START INPUT FOR THIS TASK
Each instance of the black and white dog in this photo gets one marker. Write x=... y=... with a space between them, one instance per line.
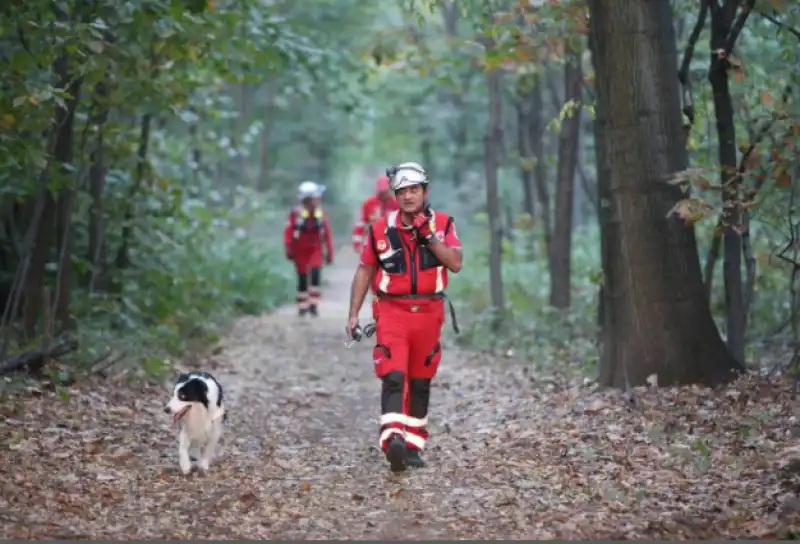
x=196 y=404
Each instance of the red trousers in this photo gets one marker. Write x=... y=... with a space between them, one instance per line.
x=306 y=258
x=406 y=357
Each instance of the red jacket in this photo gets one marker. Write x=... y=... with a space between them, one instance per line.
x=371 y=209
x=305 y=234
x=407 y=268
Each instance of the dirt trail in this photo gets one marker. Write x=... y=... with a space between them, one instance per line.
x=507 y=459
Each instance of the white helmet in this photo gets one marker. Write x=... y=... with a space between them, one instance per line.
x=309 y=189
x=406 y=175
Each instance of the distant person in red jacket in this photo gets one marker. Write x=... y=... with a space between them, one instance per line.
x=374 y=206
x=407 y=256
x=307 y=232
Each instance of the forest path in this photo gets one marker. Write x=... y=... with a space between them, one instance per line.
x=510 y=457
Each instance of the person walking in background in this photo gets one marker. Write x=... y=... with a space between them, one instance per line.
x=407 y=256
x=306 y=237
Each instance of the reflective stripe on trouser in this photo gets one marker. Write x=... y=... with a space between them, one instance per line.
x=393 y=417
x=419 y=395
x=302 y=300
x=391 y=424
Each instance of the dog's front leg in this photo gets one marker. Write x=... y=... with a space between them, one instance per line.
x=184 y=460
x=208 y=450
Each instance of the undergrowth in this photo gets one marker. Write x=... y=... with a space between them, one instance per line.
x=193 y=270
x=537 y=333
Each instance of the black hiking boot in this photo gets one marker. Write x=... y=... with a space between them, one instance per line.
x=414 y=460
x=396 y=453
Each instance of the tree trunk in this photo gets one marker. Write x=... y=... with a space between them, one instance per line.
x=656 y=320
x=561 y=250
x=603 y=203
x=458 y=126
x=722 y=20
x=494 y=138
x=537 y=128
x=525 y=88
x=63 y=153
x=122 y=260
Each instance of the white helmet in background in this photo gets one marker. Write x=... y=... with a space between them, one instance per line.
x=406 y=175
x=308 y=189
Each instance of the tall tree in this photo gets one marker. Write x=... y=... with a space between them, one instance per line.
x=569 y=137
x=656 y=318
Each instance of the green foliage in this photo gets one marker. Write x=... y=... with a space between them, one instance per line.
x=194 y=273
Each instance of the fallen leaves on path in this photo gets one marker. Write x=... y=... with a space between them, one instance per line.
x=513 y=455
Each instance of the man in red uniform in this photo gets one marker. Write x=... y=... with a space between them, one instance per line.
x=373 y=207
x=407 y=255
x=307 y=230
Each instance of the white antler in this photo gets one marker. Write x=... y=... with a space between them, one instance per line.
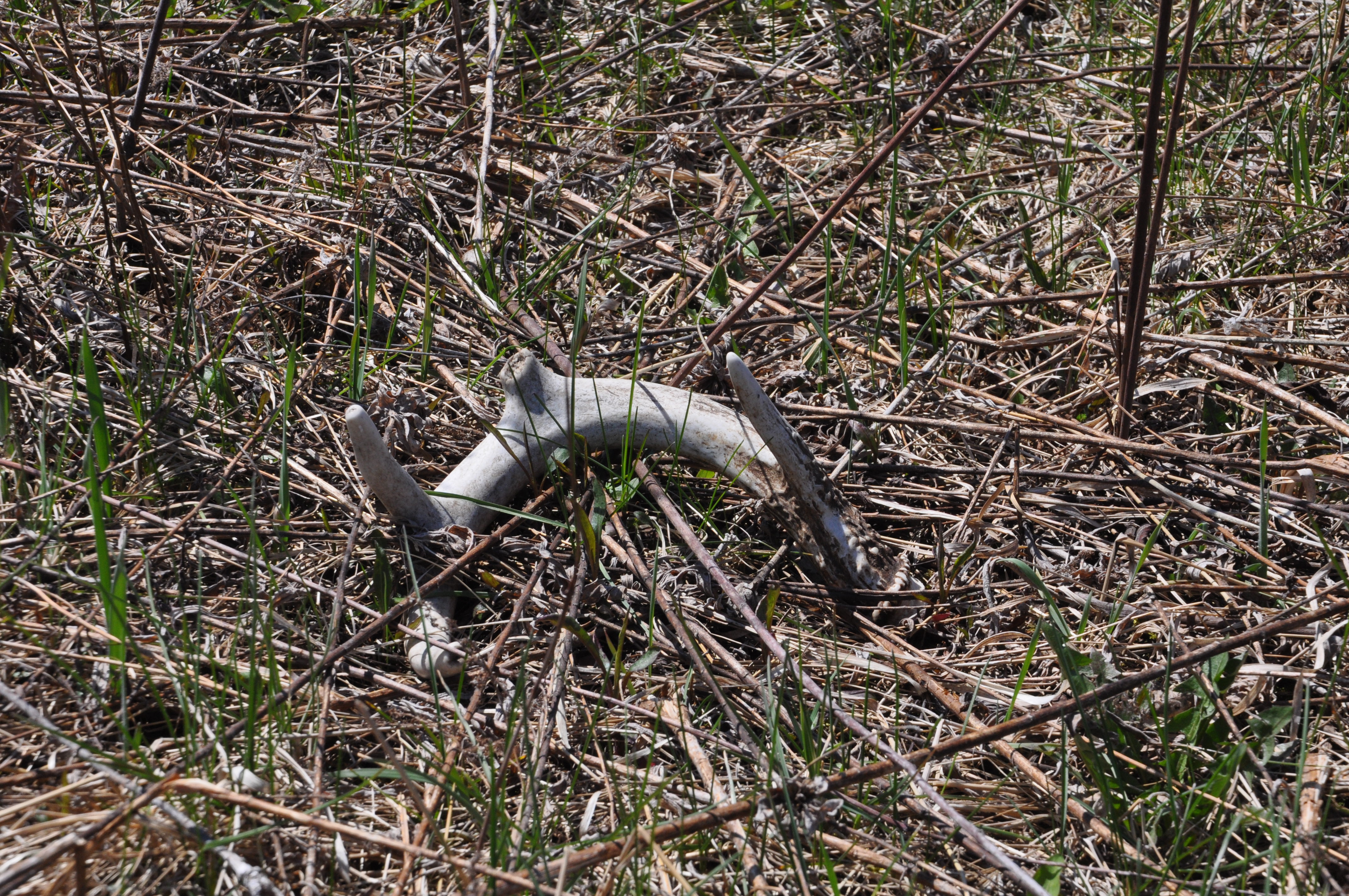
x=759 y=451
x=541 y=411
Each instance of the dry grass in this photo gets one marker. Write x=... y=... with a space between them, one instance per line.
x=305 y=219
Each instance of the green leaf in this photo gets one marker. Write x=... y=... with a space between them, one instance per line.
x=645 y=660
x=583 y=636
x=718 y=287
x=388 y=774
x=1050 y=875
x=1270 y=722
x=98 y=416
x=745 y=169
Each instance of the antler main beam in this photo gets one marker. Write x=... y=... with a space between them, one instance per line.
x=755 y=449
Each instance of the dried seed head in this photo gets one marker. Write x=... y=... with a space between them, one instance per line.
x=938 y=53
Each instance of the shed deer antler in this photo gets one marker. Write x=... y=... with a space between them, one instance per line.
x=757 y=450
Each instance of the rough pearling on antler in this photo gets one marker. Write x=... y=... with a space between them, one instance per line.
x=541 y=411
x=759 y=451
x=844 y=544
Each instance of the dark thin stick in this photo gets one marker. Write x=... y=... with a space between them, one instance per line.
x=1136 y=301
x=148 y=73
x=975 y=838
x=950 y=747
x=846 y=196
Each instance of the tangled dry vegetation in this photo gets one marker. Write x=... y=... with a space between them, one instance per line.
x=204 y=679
END INPUT FOR THIS TASK
▸ WORK REQUEST:
Any picture in the material is to be left out, and everything else is to be retyped as is.

▸ EXERCISE RESULT:
Each instance of the black and white dog in this photo gets one marker. Write x=... y=... with a space between them, one instance per line.
x=196 y=404
Each instance of the red trousers in this photo gets one marker. Write x=... y=... with a space between them, one instance per line.
x=306 y=258
x=406 y=357
Each instance of the red jacket in this photo gets one marker. Write x=... y=... with a space between them, one instance per line.
x=371 y=209
x=305 y=234
x=407 y=268
Each instance of the dirt trail in this photo gets one marker. Write x=... y=... with a space between them, one instance per line.
x=507 y=459
Each instance of the white helmet in this photo gets one marker. Write x=... y=... with a space between them, one instance per line.
x=309 y=189
x=406 y=175
Each instance of the distant person in red jacket in this photo gets one marker. Write x=... y=... with a space between them, one instance per line.
x=374 y=206
x=407 y=256
x=307 y=232
Each instance of the forest path in this photo gets one marker. Write x=... y=... with a space between them, one instance per line.
x=510 y=457
Each instance of the person walking in background in this photo gets one marker. Write x=... y=... with a space between them, one instance per line.
x=407 y=256
x=306 y=237
Each instance of the reflective stripe on trouser in this photo gets one marker. Write x=... y=... with a space between them, one instance per line.
x=393 y=417
x=419 y=395
x=302 y=300
x=391 y=424
Each instance of the dog's front leg in this photo gets one marker. Write x=... y=... with a space between them, one instance per line.
x=184 y=460
x=208 y=450
Each instance of the undergrowth in this photo gets one marker. Write x=... y=... with a space between them, one instance per line.
x=193 y=270
x=537 y=333
Each instance of the black hiking boot in this photo gets one marker. Write x=... y=... with a space between them, one instance per line.
x=414 y=460
x=396 y=453
Each instance of the tree trunk in this photo gets one marker. Write x=... y=... with a space between them, one instance per line.
x=656 y=320
x=561 y=250
x=603 y=203
x=458 y=126
x=722 y=20
x=494 y=138
x=537 y=128
x=525 y=88
x=63 y=153
x=122 y=260
Each instance of the white helmet in background in this photo gets one marker. Write x=... y=... with a space between them, one instance per line.
x=406 y=175
x=308 y=189
Each instance of the tall tree in this photo gets one marker. Write x=... y=... with a space between them, one instance per line.
x=569 y=137
x=656 y=318
Each instance of the green foliage in this photo gets one marker. Write x=... y=... with a space between them, one instance per line.
x=194 y=273
Each instance of the fallen leaves on path in this photo gets one marker. Write x=... y=... with a space between them, one instance per line.
x=513 y=455
Each instance of the man in red uniform in this photo gets one marker. Write x=... y=... with a space between them, one instance per line.
x=373 y=207
x=407 y=255
x=307 y=230
Each instance of the white antler in this photo gets one marker. Write x=... y=... with a space between them, one instance per line.
x=759 y=451
x=541 y=411
Each instance of the dry grass in this photo gets one marker. Write x=... y=... with a space between them, one instance per line.
x=305 y=219
Each instance of the green leaf in this photo gets one marker. Write x=... y=... with a space between them, one instance per line.
x=645 y=660
x=583 y=636
x=718 y=287
x=388 y=774
x=1050 y=875
x=1270 y=722
x=98 y=416
x=745 y=169
Each instance of the antler main beam in this photo gets one marker. Write x=... y=... with a space between them, one instance per line.
x=755 y=449
Each instance of the dried seed head in this photo gets one marker. Write x=... y=... with a space between them, one instance per line.
x=938 y=53
Each instance of the shed deer antler in this photo gets one marker. Write x=... y=... with a space between them, one instance per line.
x=757 y=450
Each instance of the rough pearling on antler in this photo gets one marker. Write x=... y=... with a space between them, one instance per line.
x=541 y=411
x=759 y=451
x=844 y=544
Each instance of the dark thin stick in this photo gets one marker. Write x=... y=... with a space between them, one instance per line.
x=1136 y=301
x=148 y=73
x=975 y=838
x=950 y=747
x=846 y=196
Each instance of the tangled dry vegetation in this photo gets one marker. Write x=... y=... with a space between them, one instance per line.
x=204 y=679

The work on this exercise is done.